Complete o seguinte
**a.** Por que, segundo o texto sobre o Madonnaro, essa prática reúne ao mesmo tempo o contexto de ateliê e o de galeria? Responda em uma a três frases.
**b.** Retome o texto sobre o Madonnaro logo após a última frase apresentada.
-------- Trecho fornecido
PALAVRAS CHAVE: Arte Brasileira. Ciências Sociais. Educação. Madonnaro.


INTRODUÇÃO

Entre 2012/2013 fui bolsista do Programa Ciências sem Fronteiras, no curso de História da Arte, na Università degli Studi di Padova, na Itália. Em Verona, tive a oportunidade de participar de um curso na Scuola Internazionale dei Madonnari. Foi lá que tive o contato a técnica de pintura do Madonnaro, que remontava ao século XVI. O nome ‘Madonnaro’ é em decorrência de aqueles primeiros artistas desenharem no chão, com materiais efêmeros como giz, carvão e cacos de tijolos, imagens da Madonna, ou seja, da Virgem Maria.
Hoje, a prática artística deixou de ser um gênero estritamente religioso. Outros temas habitam o universo da técnica que, considerando os princípios tradicionais de pintura, se utiliza de recursos pictóricos como desenho, cor, claro-escuro e outros mais. Por se tratar de uma arte pública, feita ao ar livre, reúne ao mesmo tempo, o contexto de ateliê e galeria. É linguagem que comunica beleza, democratiza a arte e promove interação com o Outro. Conclusões estas obtidas a partir da pesquisa que culminou na monografia de conclusão de curso de Licenciatura em Belas Artes (UFRRJ) intitulada “Madonnaro: gênero, técnica e linguagem pictórica”. Após regressar ao curso de Licenciatura em Belas Artes na UFRRJ e ser selecionado como bolsista PIBID, dei início a um trabalho de investigação acadêmica e percebendo a potencialidade pedagógica do Madonnaro foi pensado um projeto a ser realizado com alunos do Ensino Fundamental II, do Colégio Wanderley Menezes, em Itaguaí (RJ). A proposta tinha por objetivo pensar conteúdos de arte e princípios de identidade a partir do Salão Preto e Branco, realizado no ano de 1954, e da prática Madonnaro.
----------------
-------- Entradas armazenadas
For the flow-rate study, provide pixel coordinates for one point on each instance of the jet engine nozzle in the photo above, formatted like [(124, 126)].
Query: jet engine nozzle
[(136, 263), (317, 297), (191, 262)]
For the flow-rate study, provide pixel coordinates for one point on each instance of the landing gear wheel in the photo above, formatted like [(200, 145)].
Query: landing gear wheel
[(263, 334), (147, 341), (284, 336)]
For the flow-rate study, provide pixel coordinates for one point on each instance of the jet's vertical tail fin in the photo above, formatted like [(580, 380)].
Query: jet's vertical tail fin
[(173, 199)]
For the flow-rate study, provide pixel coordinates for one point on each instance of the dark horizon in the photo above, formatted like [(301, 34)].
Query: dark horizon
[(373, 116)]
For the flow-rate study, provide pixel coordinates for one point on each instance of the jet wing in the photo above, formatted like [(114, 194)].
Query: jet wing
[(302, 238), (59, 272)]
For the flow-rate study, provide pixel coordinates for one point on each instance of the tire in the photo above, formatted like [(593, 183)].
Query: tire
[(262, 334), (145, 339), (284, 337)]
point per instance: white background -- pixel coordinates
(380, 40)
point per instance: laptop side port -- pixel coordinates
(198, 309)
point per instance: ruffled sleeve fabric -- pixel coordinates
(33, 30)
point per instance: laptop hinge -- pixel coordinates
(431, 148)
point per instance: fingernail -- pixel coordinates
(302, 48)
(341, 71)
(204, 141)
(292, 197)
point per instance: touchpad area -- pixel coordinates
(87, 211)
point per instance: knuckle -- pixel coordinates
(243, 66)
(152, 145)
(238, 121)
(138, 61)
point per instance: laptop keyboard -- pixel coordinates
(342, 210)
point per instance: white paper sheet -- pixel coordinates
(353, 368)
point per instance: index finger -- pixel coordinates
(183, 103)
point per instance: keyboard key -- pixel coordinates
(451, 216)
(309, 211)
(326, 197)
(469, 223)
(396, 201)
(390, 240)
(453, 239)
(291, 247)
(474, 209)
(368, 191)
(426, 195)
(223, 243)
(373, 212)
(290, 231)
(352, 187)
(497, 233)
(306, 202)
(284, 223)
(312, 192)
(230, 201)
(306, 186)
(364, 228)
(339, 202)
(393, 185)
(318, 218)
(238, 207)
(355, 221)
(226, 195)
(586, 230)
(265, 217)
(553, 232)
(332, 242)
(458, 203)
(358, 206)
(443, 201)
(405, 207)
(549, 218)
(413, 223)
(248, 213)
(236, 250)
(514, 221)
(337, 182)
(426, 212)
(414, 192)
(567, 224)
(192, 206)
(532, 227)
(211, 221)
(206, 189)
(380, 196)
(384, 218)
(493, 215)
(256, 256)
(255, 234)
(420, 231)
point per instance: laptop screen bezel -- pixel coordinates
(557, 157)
----------------
Lista de respostas
**a.** Porque se trata de uma arte pública, feita ao ar livre. Por isso ela reúne ao mesmo tempo o contexto de ateliê e o de galeria.

**b.**
METODOLOGIA
Como metodologia de trabalho foi escolhida a proposta Triangular de Ana Mae Barbosa – esta baseada na história da arte, na leitura de imagens e na produção artística – e os princípios analíticos propostos por Rudolf Arnheim. Como referencial ao Madonnaro recorri ao autor Felice Naalin, artista, pesquisador e professor-fundador da Scuola Internazionale dei Madonnari de Verona. A pesquisa realizada possibilitou interligar conteúdos de História e Crítica da Arte, assim como, princípios técnicos de criação e execução em arte. Desmistificando, dessa maneira, os processos de concepção da imagem. Todo o projeto foi dividido em oito encontros, correspondentes ao número de aulas obrigatórias ao quarto bimestre letivo do ano de 2014.
A primeira aula foi dedicada à apresentação do Madonnaro – “Madonnari” quando referente ao plural – os alunos receberam um texto impresso com as informações que seguem. Que técnica de pintura seria esta? Por toda a Itália observam-se artistas desenhando pelo chão. Durante o ano são realizados eventos pelo país reunindo esses ‘artistas de estrada’. A técnica é conhecida assim porque, no início, os artistas representavam com frequência a imagem da Madonna – Virgem Maria. Ao longo do tempo, o Madonnaro expandiu-se por outros caminhos. Hoje existe o Madonnaro sobre tela e também o Madonnaro anamórfico (perspectiva, ilusão de ótica) ou 3D. Pelo mundo, e não somente na Itália, se pratica o Madonnaro. Existem encontros dessa técnica, por exemplo, nos EUA e no México.
A história do Madonnaro remonta às origens do Cristianismo no que toca à temática. Numa época em que aparece nas catacumbas romanas a primeira imagem de Maria com o Menino Jesus. Ali teve início, talvez de maneira velada, o culto mariano. A partir do contato com a cultura pagã surgiram vários tipos de representação de Maria (Madonna). Com o passar dos anos, a Madonna como ideal de beleza, viria a influenciar para sempre a produção artística ocidental. A imagem de Maria, junto com aquela do Menino Jesus, a partir de 1539, com os Jesuítas, se tornaria o símbolo da fé católica. Diante de tudo isso, o ‘desenho’ da Madonna deveria ser uma cópia do original, ou seja, “(...) o primeiro retrato de Jesus de Nazaré e de sua Mãe.” (NAALIN, 2000, p. 26)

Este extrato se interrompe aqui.